* **What you should do**
Write the records out again, exactly.

* **Extracted records**
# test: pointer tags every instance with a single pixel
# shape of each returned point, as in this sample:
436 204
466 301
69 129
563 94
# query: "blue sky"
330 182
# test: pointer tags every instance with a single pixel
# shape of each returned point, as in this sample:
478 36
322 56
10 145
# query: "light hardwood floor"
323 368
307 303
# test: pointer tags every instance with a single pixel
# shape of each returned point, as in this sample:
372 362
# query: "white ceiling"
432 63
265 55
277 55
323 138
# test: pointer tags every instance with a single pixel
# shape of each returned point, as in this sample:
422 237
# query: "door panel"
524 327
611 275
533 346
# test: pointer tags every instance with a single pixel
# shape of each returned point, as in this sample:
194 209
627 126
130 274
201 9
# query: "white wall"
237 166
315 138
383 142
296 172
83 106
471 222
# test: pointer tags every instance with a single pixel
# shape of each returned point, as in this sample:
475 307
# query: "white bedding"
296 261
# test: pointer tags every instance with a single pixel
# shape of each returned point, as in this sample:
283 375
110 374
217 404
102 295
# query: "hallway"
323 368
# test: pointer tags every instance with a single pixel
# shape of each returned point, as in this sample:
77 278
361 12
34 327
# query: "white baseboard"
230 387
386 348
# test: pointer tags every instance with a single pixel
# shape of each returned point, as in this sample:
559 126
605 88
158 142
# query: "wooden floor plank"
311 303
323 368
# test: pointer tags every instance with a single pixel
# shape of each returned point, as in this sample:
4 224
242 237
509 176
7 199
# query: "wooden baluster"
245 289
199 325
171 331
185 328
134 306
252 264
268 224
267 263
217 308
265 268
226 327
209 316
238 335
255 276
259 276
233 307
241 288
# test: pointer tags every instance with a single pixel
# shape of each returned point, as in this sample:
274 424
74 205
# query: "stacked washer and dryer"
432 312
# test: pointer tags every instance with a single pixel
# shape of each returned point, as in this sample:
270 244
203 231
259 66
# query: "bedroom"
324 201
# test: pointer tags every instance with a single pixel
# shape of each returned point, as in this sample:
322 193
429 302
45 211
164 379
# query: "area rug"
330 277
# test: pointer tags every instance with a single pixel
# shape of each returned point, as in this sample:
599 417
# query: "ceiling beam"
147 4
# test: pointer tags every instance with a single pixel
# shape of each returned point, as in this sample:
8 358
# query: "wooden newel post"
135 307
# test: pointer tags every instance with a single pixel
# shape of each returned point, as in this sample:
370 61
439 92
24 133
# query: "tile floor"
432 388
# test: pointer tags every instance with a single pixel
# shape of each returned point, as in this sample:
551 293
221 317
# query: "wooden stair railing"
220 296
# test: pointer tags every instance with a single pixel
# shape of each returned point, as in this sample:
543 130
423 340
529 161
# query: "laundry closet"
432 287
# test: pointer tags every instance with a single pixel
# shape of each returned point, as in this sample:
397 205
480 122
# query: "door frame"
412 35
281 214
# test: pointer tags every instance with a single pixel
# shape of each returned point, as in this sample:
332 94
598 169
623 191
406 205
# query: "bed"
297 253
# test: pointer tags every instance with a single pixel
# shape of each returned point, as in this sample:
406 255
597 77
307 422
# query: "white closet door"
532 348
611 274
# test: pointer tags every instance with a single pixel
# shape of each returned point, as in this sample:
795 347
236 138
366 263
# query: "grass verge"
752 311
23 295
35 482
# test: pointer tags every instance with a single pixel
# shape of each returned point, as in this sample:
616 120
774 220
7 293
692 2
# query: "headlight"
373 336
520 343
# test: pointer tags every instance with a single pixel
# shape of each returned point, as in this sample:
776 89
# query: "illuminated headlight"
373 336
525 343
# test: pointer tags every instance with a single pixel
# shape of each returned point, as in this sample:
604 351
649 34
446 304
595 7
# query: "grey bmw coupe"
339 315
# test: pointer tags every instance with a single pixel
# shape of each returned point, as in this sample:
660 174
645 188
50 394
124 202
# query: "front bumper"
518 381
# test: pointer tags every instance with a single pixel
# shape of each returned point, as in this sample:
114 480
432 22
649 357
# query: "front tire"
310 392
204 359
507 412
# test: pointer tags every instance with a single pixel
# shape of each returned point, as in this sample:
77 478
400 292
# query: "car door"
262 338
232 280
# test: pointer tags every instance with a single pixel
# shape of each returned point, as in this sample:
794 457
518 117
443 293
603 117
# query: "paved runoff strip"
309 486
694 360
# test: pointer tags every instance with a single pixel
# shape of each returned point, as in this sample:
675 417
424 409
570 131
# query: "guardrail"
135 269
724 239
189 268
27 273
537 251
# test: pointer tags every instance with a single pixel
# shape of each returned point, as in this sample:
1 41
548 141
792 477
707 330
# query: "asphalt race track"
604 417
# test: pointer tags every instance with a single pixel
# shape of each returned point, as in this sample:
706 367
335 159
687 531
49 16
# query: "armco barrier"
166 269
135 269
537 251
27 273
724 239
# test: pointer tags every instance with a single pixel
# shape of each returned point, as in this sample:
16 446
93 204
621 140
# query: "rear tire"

* **Reply to the task**
# test: pointer tags every instance with a single pixel
# shape of each returned point, as in this sample:
436 204
466 301
69 129
563 94
# query: "blue sky"
330 182
# test: pointer tags every instance with a single pixel
# shape of each returned point, as in this sample:
478 36
322 56
10 145
# query: "light hardwood floor"
323 368
307 303
# test: pointer tags every instance with a single pixel
# shape of each returned point, as in this sample:
372 362
# query: "white ceiling"
432 63
265 55
277 55
323 138
# test: pointer tags every instance with a single pixel
# shape of each returned point, as in this sample:
422 237
# query: "door panel"
524 327
611 275
533 346
# test: pointer tags every instance with a single pixel
# shape of each returned point, as in this sample:
194 209
627 126
130 274
201 9
# query: "white wall"
237 166
315 138
383 142
296 172
83 106
471 222
# test: pointer tags every instance with a single pixel
# shape of each returned point, as in this sample:
475 307
# query: "white bedding"
296 261
# test: pointer tags every instance with a single pixel
# shape of each returned point, as in this sample:
283 375
110 374
217 404
102 295
# query: "hallway"
323 368
# test: pointer tags every instance with a single pixel
# shape of each returned point, as in this sample:
77 278
361 12
34 327
# query: "white baseboard"
230 387
386 348
# test: pointer tags every instance with a single pixel
# shape of each returned point, as in this sample:
559 126
605 88
158 142
# query: "wooden floor plank"
311 303
323 368
# test: pointer tags every instance with a single pixel
# shape of each returned point, as in this sample:
4 224
242 237
509 176
7 199
# query: "wooden baluster"
245 289
199 325
171 331
185 328
134 306
252 264
268 224
267 263
217 308
265 268
226 327
209 316
238 335
255 276
259 276
233 307
241 288
# test: pointer tags every instance with a single pixel
# shape of each returned point, as in this sample:
274 424
74 205
# query: "stacked washer and dryer"
432 312
# test: pointer tags every instance with a single pixel
# shape of each returned point, as in this sample:
270 244
203 231
259 66
# query: "bedroom"
324 201
# test: pointer tags every instance with a single pixel
# shape of each returned point, as in this sample:
322 193
429 302
45 211
164 379
# query: "area rug"
330 277
# test: pointer tags every instance with a single pixel
# shape of each returned point, as in this sample:
599 417
# query: "ceiling beam"
147 4
# test: pointer tags every instance with a single pixel
# shape of each returned point, as in this sample:
8 358
# query: "wooden newel post"
135 307
# test: pointer tags every instance with a single pixel
# shape of each returned point, as in this sample:
370 61
439 92
24 133
# query: "tile floor"
432 388
# test: pointer tags every instance with a single pixel
# shape of each returned point, as in this sample:
551 293
221 317
# query: "wooden stair railing"
220 296
# test: pointer tags every instance with a single pixel
# shape of each returned point, as in this sample:
543 130
423 340
529 161
# query: "laundry closet"
432 287
# test: pointer tags every instance with a single pixel
# shape of each returned point, as in this sample:
397 205
480 122
# query: "door frame"
412 35
281 214
# test: pointer tags every instance with a single pixel
# shape of each returned point, as in this sample:
332 94
598 169
623 191
406 205
# query: "bed"
297 253
# test: pointer tags every instance with a single pixel
# shape of each returned point, as in this sample:
406 255
597 77
307 422
# query: "white closet door"
532 348
611 274
# test: pointer tags every instance with a single pixel
# shape of each returned point, as in this sample:
795 347
236 138
366 263
# query: "grass verge"
752 311
23 295
35 482
# test: pointer tags every instance with a single pixel
# shape of each returned point, as in this sample:
616 120
774 220
7 293
692 2
# query: "headlight"
373 336
520 343
# test: pointer tags every instance with a single pixel
# shape of each returned point, as in this sample:
776 89
# query: "illuminated headlight"
373 336
525 343
# test: pointer tags every instance with a single pixel
# shape of each returned point, as in this sample:
604 351
649 34
446 304
595 7
# query: "grey bmw coupe"
339 315
# test: pointer tags every instance with a single pixel
# shape of each returned point, as in this sample:
660 174
645 188
50 394
124 202
# query: "front bumper"
518 381
# test: pointer tags every instance with a single pixel
# shape of each returned point, as in this sample:
114 480
432 22
649 357
# query: "front tire"
310 392
204 359
507 412
# test: pointer tags every instance with a single pixel
# shape of each returned point, as in this sample:
77 478
400 292
# query: "car door"
262 338
232 280
# test: pointer tags every instance with a single pixel
# shape of each returned point, as in this sample:
794 457
518 117
443 293
603 117
# query: "paved runoff strip"
309 486
694 360
# test: pointer tags every instance with a single pixel
# shape of each returned point, as in this sample:
675 417
424 409
570 131
# query: "guardrail"
135 269
724 239
189 268
27 273
537 251
# test: pointer tags every instance with a single pixel
# shape of each returned point, as in this sample:
1 41
548 141
792 477
707 330
# query: "asphalt race track"
604 417
# test: pointer tags every instance with a single pixel
# shape of each returned point, as in this sample:
706 367
335 159
687 531
49 16
# query: "armco barrier"
166 269
135 269
537 251
27 273
724 239
# test: pointer tags every instance with a single pixel
# shape of each returned point, as in this sample:
16 446
93 204
621 140
# query: "rear tire"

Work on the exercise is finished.